_ISTRUZIONI E REQUISITI:_ Estrai dalle voci ogni riga in cui compare la parola "rice".

_DATI DELL'ESERCIZIO:_
<<<<
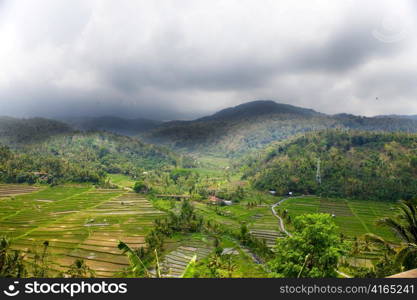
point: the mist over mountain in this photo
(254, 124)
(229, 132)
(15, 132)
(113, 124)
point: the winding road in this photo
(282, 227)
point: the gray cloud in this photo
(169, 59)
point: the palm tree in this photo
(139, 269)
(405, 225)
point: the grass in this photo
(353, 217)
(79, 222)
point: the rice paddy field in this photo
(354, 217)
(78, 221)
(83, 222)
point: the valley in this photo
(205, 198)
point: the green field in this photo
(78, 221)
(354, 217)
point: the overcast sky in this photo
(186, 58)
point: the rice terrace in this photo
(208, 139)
>>>>
<<<<
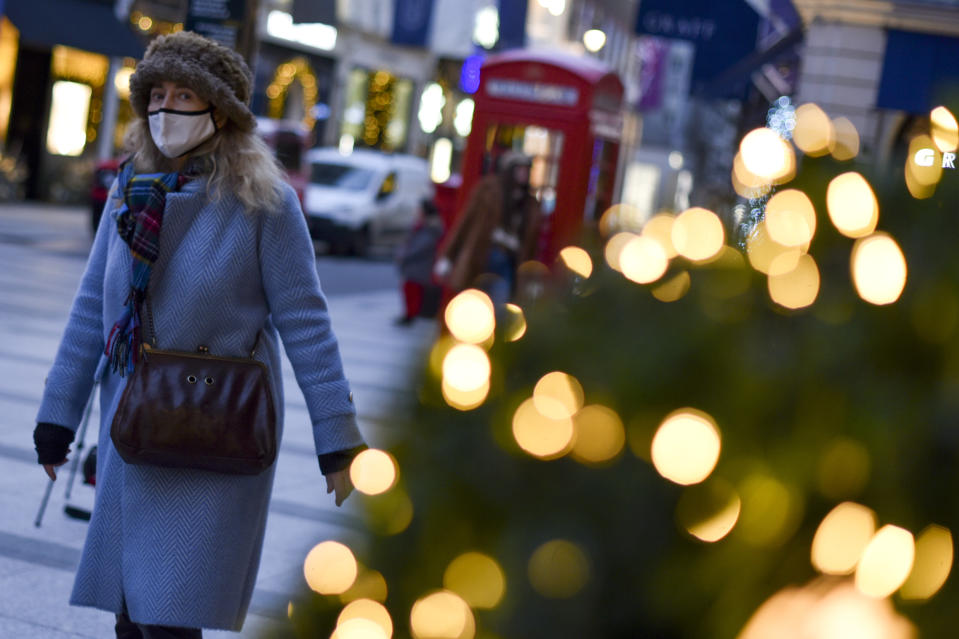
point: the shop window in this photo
>>>>
<<<<
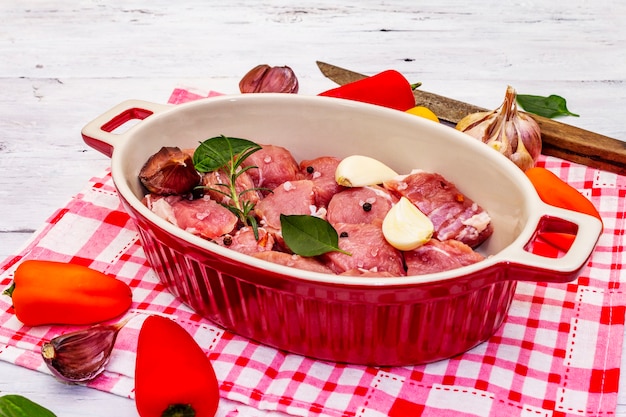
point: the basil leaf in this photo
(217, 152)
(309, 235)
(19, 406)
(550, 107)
>>>>
_SOLUZIONE DEL PROBLEMA:_
point: the rice paddy field in this photo
point: the rice terrace in this photo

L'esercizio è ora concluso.